### Data to examine
* * *

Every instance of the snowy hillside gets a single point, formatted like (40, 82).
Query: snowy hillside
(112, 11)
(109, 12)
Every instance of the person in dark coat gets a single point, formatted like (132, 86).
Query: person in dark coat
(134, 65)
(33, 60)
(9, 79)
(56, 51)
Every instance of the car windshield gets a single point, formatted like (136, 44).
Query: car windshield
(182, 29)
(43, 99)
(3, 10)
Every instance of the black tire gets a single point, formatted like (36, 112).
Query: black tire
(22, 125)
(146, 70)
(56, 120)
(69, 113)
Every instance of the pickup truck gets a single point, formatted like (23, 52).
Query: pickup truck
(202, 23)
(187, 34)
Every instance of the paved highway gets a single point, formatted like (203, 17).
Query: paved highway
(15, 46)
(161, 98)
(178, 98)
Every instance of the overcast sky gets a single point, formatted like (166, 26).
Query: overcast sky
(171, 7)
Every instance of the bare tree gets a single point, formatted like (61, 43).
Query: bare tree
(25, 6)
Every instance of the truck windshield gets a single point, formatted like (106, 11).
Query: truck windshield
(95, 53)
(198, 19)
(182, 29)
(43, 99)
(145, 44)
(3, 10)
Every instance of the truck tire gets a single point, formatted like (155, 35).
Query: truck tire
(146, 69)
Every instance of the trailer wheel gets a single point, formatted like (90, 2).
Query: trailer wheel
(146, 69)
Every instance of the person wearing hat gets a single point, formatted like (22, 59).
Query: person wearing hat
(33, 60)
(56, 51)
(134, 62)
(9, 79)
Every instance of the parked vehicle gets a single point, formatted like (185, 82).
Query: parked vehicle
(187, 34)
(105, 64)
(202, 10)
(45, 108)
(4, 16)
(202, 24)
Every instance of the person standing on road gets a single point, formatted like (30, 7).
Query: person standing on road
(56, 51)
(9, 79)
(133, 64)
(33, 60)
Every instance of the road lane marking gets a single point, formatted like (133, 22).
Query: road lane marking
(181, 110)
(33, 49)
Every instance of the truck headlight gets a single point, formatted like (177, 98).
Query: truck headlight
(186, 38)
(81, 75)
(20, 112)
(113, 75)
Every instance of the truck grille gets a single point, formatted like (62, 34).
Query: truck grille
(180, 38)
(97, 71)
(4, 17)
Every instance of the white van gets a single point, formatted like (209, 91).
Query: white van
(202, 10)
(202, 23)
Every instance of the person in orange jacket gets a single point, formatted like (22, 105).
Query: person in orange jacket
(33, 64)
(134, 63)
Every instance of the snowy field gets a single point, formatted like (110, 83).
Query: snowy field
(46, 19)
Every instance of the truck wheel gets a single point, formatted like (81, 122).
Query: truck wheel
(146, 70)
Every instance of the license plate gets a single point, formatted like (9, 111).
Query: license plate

* * *

### What you will do
Using the records above, copy all lines that include the word "plate".

### Task solution
Every instance of the license plate gets a single point, formatted like (9, 111).
Query: license plate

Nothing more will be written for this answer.